Revision eingelegt (BFH X R 11/19)

 

Entscheidungsstichwort (Thema)

Rückgängigmachung eines Investitionsabzugsbetrages bei Anschaffung bzw. Herstellung des begünstigten Wirtschaftsguts aber unterbliebener Hinzurechnung

 

Leitsatz (amtlich)

Ein Investitionsabzugsbetrag kann auch bei Anschaffung bzw. Herstellung des begünstigten Wirtschaftsguts aber unterbliebener Hinzurechnung rückgängig gemacht werden.

 

Normenkette

EStG § 7g Abs. 3

 

Nachgehend

BFH (Urteil vom 03.12.2019; Aktenzeichen X R 11/19)

 

Tatbestand

Streitig ist, ob der Beklagte einen Investitionsabzugsbetrag rückgängig machen durfte.

Der Kläger ist Installateurmeister und betreibt seit 2003 ein Einzelunternehmen in der Branche Heizungs- und Sanitärinstallationen. Seinen Gewinn ermittelt er nach § 5 in Verbindung mit § 4 Abs. 1 EStG.

In seinen Einkommensteuer- und Gewerbesteuererklärungen für 2008 (Eingang beim Beklagten am 1. Februar 2010) erklärte er einen Gewinn aus Gewerbebetrieb in Höhe von 212.860 €. In der Anlage zur Anlage GSE mit der Überschrift "Überleitungsrechnung vom Ergebnis der Handelsbilanz zum steuerlichen Ergebnis" (Blatt 29 der Bilanzakte) machte er (u.a.) einen außerbilanziell in Abzug zu bringenden Investitionsabzugsbetrag (IAB) nach § 7g Abs. 1 EStG in Höhe von 12.491 € geltend, ohne allerdings zu erläutern, für welches Wirtschaftsgut bzw. für welche Wirtschaftsgüter der IAB gebildet werden solle.

VORGEGEBENE DATEN
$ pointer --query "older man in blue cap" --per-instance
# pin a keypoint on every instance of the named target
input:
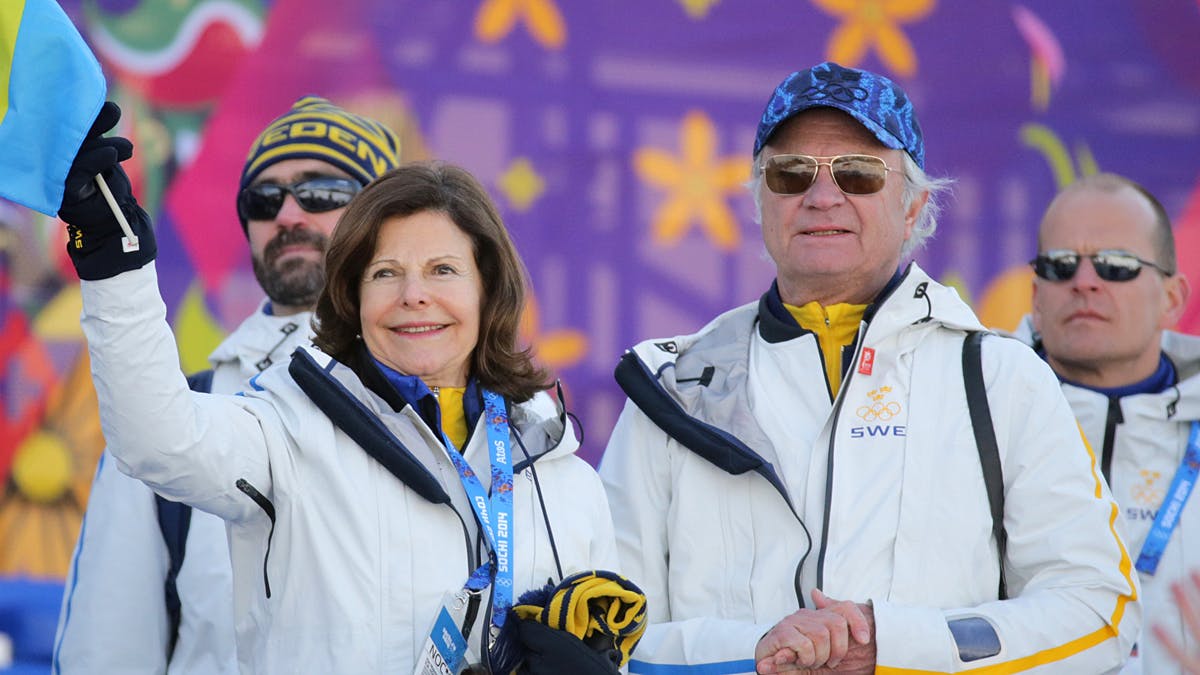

AUFGABENSTELLUNG
A: Was besagt der amtliche Leitsatz im Urteil zum Investitionsabzugsbetrag, und auf welche Vorschrift stützt sich das Urteil laut Normenkette? Antworte in ein bis drei Sätzen.
B: Führe das Urteil zum Investitionsabzugsbetrag im Anschluss an seinen letzten Satz fort.

ANTWORTEN JE AUFGABE
A: Laut amtlichem Leitsatz kann ein Investitionsabzugsbetrag auch dann rückgängig gemacht werden, wenn das begünstigte Wirtschaftsgut zwar angeschafft bzw. hergestellt, die Hinzurechnung aber unterblieben ist. Als Vorschrift nennt die Normenkette § 7g Abs. 3 EStG.

B:
Im Erstveranlagungsbescheid zur Einkommensteuer 2008 (vom 10. März 2010) und über den Gewerbesteuermessbetrag für 2008 (vom 9. März 2010) - beide Bescheide ergingen ohne Vorbehalt der Nachprüfung - wurde der Gewinn erklärungsgemäß in Ansatz gebracht. Aus nicht streitigen Gründen wurde der Einkommensteuerbescheid 2008 am 8. April 2010 geändert (zu versteuerndes Einkommen 192.915 €).

Im Jahr 2009 erwarb der Kläger (u.a.) einen PKW (Mittelklasse), ein Aquarium und einen Drucker. In der am 20. Dezember 2010 eingegangenen Einkommensteuererklärung 2009 erklärte er einen Gewinn seines Gewerbebetriebes in Höhe von 208.674 € (Blatt 51 Rs. und Blatt 54 der Einkommensteuerakte), wobei die Anschaffungskosten für die drei genannten Wirtschaftsgüter um 40 % (= insgesamt 12.491 €) aufwandswirksam mit dem Hinweis auf § 7g Abs. 2 EStG gemindert wurden (Blatt 41, 51,54 und 55 der Bilanzakte). Eine gewinnerhöhende Auflösung des IAB nach § 7g Abs. 2 Satz 1 EStG erfolgte hingegen nicht, wie der Anlage zur Anlage GSE mit der Überschrift "Überleitungsrechnung vom Ergebnis der Handelsbilanz zum steuerlichen Ergebnis" (Blatt 54 der Einkommensteuerakte) zu entnehmen ist.

Der Einkommensteuerbescheid für 2009 vom 28. Januar 2011 erging ebenfalls ohne Vorbehalt der Nachprüfung (zu versteuerndes Einkommen 184.215 €) und übernahm den erklärten Gewinn aus Gewerbebetrieb.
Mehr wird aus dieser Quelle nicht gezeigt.